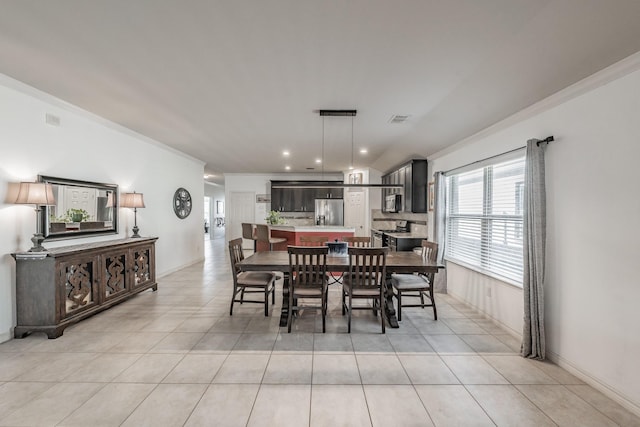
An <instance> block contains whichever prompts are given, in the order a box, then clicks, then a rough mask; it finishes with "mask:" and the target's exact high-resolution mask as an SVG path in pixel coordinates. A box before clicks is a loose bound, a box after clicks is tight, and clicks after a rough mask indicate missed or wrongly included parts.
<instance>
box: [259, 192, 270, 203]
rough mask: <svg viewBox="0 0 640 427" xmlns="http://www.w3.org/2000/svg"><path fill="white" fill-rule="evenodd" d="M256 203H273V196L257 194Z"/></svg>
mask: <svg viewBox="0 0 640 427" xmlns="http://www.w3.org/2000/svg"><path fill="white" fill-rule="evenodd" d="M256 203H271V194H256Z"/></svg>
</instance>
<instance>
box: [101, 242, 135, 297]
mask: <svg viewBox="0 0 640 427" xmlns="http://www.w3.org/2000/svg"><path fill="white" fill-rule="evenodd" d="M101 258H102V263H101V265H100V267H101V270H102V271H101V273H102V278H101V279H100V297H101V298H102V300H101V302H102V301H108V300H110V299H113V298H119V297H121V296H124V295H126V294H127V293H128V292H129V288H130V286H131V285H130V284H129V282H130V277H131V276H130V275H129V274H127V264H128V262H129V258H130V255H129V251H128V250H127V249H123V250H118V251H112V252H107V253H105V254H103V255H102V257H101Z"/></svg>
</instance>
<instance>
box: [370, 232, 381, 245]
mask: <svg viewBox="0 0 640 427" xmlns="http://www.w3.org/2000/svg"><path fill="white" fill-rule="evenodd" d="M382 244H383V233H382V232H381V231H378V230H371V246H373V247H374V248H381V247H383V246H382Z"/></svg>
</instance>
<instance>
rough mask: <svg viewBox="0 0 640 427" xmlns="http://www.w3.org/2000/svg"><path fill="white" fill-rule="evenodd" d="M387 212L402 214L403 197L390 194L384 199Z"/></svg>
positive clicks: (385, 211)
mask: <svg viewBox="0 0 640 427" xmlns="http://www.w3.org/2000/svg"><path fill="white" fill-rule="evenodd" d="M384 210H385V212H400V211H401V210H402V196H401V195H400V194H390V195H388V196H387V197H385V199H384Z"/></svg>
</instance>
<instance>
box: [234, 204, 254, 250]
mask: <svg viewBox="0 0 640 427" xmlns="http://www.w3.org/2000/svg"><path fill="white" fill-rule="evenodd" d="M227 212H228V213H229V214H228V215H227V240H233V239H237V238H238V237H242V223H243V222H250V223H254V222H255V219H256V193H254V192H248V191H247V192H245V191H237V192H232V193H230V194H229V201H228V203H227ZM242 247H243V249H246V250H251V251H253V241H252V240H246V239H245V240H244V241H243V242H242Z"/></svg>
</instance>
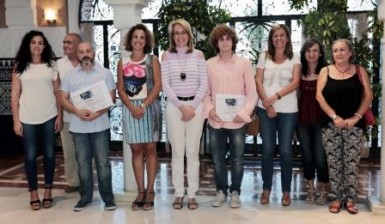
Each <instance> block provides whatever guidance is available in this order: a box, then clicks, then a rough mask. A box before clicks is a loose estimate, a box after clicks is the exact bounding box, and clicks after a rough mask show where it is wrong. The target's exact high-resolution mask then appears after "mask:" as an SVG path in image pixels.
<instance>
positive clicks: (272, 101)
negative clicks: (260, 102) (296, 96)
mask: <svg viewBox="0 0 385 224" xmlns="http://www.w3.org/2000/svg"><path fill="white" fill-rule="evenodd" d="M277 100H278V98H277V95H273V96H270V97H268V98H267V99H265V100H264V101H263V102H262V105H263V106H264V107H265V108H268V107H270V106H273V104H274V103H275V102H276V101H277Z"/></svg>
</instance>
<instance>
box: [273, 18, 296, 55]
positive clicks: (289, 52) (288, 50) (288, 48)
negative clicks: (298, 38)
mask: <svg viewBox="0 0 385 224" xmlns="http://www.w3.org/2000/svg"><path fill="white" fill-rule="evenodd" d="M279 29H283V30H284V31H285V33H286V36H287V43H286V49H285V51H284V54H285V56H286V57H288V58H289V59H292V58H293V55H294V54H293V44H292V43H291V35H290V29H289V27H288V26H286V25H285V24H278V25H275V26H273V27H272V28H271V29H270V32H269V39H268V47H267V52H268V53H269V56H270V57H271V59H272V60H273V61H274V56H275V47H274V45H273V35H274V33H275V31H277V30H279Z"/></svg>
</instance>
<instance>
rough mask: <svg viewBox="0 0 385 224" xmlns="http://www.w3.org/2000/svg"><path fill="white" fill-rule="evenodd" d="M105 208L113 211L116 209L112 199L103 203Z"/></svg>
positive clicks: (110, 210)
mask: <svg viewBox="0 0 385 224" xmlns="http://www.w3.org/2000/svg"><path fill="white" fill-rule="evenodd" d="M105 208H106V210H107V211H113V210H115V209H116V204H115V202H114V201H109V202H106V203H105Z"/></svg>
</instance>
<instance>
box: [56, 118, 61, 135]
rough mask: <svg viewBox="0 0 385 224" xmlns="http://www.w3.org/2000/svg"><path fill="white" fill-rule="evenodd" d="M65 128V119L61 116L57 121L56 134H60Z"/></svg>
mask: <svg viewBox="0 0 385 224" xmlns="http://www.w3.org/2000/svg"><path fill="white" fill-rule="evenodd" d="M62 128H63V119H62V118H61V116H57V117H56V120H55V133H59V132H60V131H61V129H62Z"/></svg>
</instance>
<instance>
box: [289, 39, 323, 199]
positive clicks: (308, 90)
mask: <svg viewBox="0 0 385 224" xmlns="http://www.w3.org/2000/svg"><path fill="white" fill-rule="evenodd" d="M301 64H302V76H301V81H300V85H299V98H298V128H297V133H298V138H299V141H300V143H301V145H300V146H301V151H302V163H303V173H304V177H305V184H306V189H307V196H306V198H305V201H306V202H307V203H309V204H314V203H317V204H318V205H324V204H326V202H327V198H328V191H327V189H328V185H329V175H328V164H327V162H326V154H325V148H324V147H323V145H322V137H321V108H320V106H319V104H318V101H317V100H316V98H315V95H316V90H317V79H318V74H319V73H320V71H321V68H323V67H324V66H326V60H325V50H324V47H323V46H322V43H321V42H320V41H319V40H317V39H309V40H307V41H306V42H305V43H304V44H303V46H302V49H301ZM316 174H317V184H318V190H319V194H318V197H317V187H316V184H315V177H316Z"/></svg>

TASK BRIEF.
Could you reproduce every line above word for word, leaving out the pictures?

SOLVED PROBLEM.
An <instance> block contains whichever prompts are given, in the order a box, then clicks, then a rough mask; it finishes with "mask:" and the target's exact high-resolution mask as an SVG path in pixel coordinates. A box before clicks is a loose bound, a box after clicks is tight, and clicks after a rough mask indicate missed or wrongly included parts.
<instance>
box: [259, 192, 270, 203]
rough mask: <svg viewBox="0 0 640 427" xmlns="http://www.w3.org/2000/svg"><path fill="white" fill-rule="evenodd" d="M256 203H273V196L257 194Z"/></svg>
mask: <svg viewBox="0 0 640 427" xmlns="http://www.w3.org/2000/svg"><path fill="white" fill-rule="evenodd" d="M256 203H271V194H256Z"/></svg>
</instance>
<instance>
box: [101, 242, 135, 297]
mask: <svg viewBox="0 0 640 427" xmlns="http://www.w3.org/2000/svg"><path fill="white" fill-rule="evenodd" d="M101 258H102V263H101V265H100V267H101V270H102V271H101V273H102V278H101V279H100V297H101V298H102V300H101V302H102V301H108V300H110V299H113V298H119V297H121V296H124V295H126V294H127V293H128V292H129V288H130V286H131V285H130V284H129V282H130V277H131V276H130V275H129V274H127V264H128V262H129V258H130V255H129V251H128V250H127V249H123V250H118V251H112V252H107V253H105V254H103V255H102V257H101Z"/></svg>
</instance>
<instance>
box: [370, 232, 381, 245]
mask: <svg viewBox="0 0 640 427" xmlns="http://www.w3.org/2000/svg"><path fill="white" fill-rule="evenodd" d="M382 244H383V233H382V232H381V231H378V230H371V246H373V247H374V248H381V247H383V246H382Z"/></svg>
</instance>
<instance>
rough mask: <svg viewBox="0 0 640 427" xmlns="http://www.w3.org/2000/svg"><path fill="white" fill-rule="evenodd" d="M387 212L402 214L403 197L390 194L384 199Z"/></svg>
positive clicks: (385, 211)
mask: <svg viewBox="0 0 640 427" xmlns="http://www.w3.org/2000/svg"><path fill="white" fill-rule="evenodd" d="M384 210H385V212H400V211H401V210H402V196H401V195H400V194H390V195H388V196H387V197H385V199H384Z"/></svg>
</instance>
<instance>
box: [234, 204, 254, 250]
mask: <svg viewBox="0 0 640 427" xmlns="http://www.w3.org/2000/svg"><path fill="white" fill-rule="evenodd" d="M227 212H228V213H229V214H228V215H227V240H233V239H237V238H238V237H242V223H243V222H250V223H254V222H255V219H256V193H254V192H248V191H247V192H245V191H237V192H232V193H230V194H229V201H228V203H227ZM242 247H243V249H246V250H251V251H253V241H252V240H246V239H245V240H244V241H243V242H242Z"/></svg>
</instance>
Each <instance> block provides whatever guidance is available in this order: a box, then clicks, then a rough mask. A box before clicks is a loose estimate, a box after clicks is the exact bounding box, and clicks after a rough mask show where it is wrong. The target's exact high-resolution mask then appears after "mask:" as an SVG path in image pixels.
<instance>
positive clicks: (272, 101)
negative clicks: (260, 102) (296, 96)
mask: <svg viewBox="0 0 385 224" xmlns="http://www.w3.org/2000/svg"><path fill="white" fill-rule="evenodd" d="M277 100H278V98H277V95H273V96H270V97H268V98H267V99H265V100H264V101H263V102H262V105H263V106H264V107H265V108H268V107H270V106H273V104H274V103H275V102H276V101H277Z"/></svg>
</instance>
<instance>
box: [273, 18, 296, 55]
positive clicks: (289, 52) (288, 50) (288, 48)
negative clicks: (298, 38)
mask: <svg viewBox="0 0 385 224" xmlns="http://www.w3.org/2000/svg"><path fill="white" fill-rule="evenodd" d="M279 29H283V30H284V31H285V33H286V36H287V43H286V49H285V51H284V54H285V56H286V57H288V58H289V59H292V58H293V55H294V54H293V44H292V43H291V35H290V29H289V27H288V26H286V25H285V24H278V25H275V26H273V27H272V28H271V29H270V32H269V39H268V47H267V52H268V53H269V56H270V57H271V59H272V60H273V61H274V56H275V47H274V45H273V35H274V33H275V31H277V30H279Z"/></svg>
</instance>
<instance>
rough mask: <svg viewBox="0 0 385 224" xmlns="http://www.w3.org/2000/svg"><path fill="white" fill-rule="evenodd" d="M105 208L113 211L116 209L112 199L103 203Z"/></svg>
positive clicks: (110, 210)
mask: <svg viewBox="0 0 385 224" xmlns="http://www.w3.org/2000/svg"><path fill="white" fill-rule="evenodd" d="M105 208H106V210H107V211H113V210H115V209H116V204H115V202H114V201H109V202H106V203H105Z"/></svg>
</instance>
<instance>
box: [56, 118, 61, 135]
rough mask: <svg viewBox="0 0 385 224" xmlns="http://www.w3.org/2000/svg"><path fill="white" fill-rule="evenodd" d="M65 128V119L61 116L57 121L56 134H60Z"/></svg>
mask: <svg viewBox="0 0 385 224" xmlns="http://www.w3.org/2000/svg"><path fill="white" fill-rule="evenodd" d="M62 128H63V119H62V118H61V116H57V117H56V120H55V133H59V132H60V131H61V129H62Z"/></svg>
</instance>
<instance>
box: [289, 39, 323, 199]
positive clicks: (308, 90)
mask: <svg viewBox="0 0 385 224" xmlns="http://www.w3.org/2000/svg"><path fill="white" fill-rule="evenodd" d="M301 64H302V76H301V81H300V85H299V98H298V128H297V133H298V138H299V141H300V143H301V145H300V146H301V151H302V163H303V173H304V177H305V184H306V189H307V196H306V198H305V201H306V202H307V203H309V204H314V203H317V204H318V205H324V204H326V202H327V198H328V191H327V189H328V185H329V175H328V164H327V162H326V154H325V148H324V147H323V145H322V137H321V108H320V106H319V104H318V101H317V100H316V98H315V95H316V90H317V79H318V74H319V73H320V71H321V68H323V67H324V66H326V60H325V50H324V47H323V46H322V43H321V42H320V41H319V40H317V39H309V40H307V41H306V42H305V43H304V44H303V46H302V49H301ZM316 174H317V184H318V190H319V194H318V197H317V187H316V184H315V177H316Z"/></svg>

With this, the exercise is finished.